## Source extract:
## begin

The deadline to register an existing higher risk building [HRB] with the regulator, and submit the required key building information, passed in October last year and, from 6th April this year, the BSR will begin to call in buildings for assessment.

In order to apply for and obtain a Building Assessment Certificate, the Accountable Person, that is the dutyholder for occupied HRB’s, must submit three key pieces of information.

  • A Safety Case Report
  • A Residents Engagement Strategy
  • A framework and process for reporting mandatory occurrences

Based on this information the BSR will assess the building and, if satisfied, issue a Building Assessment Certificate, which must be displayed. Failure to do so is an offence under the Act. In their Strategic Plan published last year, the BSR has predicted that it will take around five years to assess all existing buildings for the first time, alongside any new buildings that come into scope in the same period.

So they have placed buildings into five annual groups based on height and number of dwellings, so the tallest buildings with the greatest number of dwellings will be assessed first.

## end

## Tasks to carry out:
(a) From the building safety passage, list the three pieces of information the Accountable Person must submit to obtain a Building Assessment Certificate.
(b) Carry the building safety passage forward from its final sentence, on the five annual groups of buildings.
The records play no part in the work on this passage.

## Dataset rows:
## begin

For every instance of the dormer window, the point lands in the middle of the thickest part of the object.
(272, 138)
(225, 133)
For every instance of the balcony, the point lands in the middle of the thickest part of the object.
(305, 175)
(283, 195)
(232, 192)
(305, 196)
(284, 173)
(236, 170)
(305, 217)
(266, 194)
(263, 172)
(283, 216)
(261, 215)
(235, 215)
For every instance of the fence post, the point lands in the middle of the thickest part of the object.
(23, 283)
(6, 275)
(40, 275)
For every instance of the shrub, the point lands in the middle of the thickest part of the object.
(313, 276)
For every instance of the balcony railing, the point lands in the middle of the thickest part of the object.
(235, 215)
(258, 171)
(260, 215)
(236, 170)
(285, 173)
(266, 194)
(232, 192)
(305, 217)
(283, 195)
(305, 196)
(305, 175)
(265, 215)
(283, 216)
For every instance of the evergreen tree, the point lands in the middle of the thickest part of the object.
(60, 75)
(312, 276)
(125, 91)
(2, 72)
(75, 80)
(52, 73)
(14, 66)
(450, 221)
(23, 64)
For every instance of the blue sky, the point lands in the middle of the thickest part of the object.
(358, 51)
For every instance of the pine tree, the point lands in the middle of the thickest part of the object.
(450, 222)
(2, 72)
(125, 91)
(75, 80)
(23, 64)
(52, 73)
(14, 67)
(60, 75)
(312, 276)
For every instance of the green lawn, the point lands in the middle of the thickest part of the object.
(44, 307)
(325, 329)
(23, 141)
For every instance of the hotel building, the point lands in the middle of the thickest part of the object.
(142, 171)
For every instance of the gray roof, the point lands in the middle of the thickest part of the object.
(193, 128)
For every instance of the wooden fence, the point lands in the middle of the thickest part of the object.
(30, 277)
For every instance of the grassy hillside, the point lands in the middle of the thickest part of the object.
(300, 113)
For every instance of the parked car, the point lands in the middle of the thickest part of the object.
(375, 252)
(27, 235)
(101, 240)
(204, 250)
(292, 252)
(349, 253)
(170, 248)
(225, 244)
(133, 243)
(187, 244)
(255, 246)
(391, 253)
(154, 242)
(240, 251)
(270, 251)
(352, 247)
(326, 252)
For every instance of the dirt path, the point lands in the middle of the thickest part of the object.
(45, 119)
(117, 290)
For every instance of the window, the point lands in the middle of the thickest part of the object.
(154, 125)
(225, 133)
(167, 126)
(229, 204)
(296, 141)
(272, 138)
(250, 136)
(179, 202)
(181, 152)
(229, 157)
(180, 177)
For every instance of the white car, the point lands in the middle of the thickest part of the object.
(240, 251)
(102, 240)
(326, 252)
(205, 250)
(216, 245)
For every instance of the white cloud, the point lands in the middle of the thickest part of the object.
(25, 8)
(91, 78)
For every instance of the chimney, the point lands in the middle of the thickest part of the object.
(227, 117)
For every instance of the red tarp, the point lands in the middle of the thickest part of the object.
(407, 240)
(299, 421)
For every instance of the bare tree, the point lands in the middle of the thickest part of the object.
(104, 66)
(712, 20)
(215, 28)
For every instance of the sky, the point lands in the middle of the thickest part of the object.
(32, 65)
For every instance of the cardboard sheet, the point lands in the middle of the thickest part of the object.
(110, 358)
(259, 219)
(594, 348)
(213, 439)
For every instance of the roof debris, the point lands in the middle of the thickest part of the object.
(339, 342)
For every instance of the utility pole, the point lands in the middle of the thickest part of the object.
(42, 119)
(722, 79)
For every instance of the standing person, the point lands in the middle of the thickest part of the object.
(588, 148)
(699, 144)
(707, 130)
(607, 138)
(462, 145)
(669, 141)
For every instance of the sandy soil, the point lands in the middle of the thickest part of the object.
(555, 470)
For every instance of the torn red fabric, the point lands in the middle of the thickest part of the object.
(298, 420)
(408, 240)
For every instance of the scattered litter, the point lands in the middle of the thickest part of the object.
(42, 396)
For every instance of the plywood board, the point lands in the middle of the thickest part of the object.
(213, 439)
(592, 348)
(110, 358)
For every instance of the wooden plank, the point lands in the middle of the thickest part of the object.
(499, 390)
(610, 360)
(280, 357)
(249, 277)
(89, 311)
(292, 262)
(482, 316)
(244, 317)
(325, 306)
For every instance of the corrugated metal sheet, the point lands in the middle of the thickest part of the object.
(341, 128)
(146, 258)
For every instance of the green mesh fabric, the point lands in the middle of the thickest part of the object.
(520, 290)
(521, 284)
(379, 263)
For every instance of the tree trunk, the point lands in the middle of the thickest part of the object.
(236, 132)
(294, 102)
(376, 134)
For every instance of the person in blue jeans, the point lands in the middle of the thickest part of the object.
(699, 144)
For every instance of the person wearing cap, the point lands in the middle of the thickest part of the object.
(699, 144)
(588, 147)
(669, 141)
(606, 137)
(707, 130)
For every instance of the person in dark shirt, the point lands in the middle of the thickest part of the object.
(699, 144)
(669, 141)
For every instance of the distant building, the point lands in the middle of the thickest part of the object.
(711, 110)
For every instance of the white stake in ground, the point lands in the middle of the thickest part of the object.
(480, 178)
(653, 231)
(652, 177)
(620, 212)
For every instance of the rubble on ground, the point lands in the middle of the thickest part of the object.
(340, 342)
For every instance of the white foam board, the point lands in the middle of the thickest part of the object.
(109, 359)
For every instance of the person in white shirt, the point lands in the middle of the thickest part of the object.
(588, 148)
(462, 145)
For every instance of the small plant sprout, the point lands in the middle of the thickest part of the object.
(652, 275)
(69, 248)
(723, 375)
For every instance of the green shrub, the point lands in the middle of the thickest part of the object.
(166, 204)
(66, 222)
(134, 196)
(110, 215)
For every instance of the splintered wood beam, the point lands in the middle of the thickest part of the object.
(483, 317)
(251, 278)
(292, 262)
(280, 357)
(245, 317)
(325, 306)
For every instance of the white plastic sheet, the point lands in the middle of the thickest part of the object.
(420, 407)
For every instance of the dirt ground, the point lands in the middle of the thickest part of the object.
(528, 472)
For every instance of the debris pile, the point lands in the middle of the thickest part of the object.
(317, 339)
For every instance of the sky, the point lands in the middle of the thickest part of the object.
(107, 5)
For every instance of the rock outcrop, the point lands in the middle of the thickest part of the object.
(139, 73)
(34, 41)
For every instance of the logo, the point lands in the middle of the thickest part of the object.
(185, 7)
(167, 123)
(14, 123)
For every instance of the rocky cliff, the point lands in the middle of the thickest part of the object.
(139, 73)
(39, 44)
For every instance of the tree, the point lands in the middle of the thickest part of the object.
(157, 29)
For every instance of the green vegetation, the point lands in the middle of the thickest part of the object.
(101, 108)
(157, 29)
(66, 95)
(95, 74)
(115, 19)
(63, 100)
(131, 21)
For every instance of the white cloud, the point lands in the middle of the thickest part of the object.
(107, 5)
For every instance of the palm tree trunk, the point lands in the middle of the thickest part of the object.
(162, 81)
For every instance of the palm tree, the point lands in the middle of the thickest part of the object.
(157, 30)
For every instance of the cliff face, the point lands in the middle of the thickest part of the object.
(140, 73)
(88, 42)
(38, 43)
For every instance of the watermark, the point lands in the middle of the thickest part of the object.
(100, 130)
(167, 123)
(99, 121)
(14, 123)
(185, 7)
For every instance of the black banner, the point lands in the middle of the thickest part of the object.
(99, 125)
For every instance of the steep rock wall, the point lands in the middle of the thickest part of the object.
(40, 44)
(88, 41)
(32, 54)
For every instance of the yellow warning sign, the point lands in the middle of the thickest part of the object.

## end

## Outputs by task:
(a)
- A Safety Case Report
- A Residents Engagement Strategy
- A framework and process for reporting mandatory occurrences

(b)
They have also said that buildings with un-remediated aluminium composite material (ACM) cladding will be assessed in the first year, regardless of height or number of dwellings.

If you are the Accountable Person you need to act now to;

  • identify and assess building safety risks and take all reasonable steps to ensure those risks are mitigated and controlled,
  • ensure that residents are engaged and informed, and
  • put in place a process to capture and report mandatory safety occurrences that have or could occur.

This last point is worth highlighting. If an inspection of a building undertaken as part of the safety case report identifies a risk related to fire spread, fire safety or structural failure that could lead to death or serious injury, it needs to be reported to the BSR. Failure to do so is an offence and could lead to enforcement and prosecution.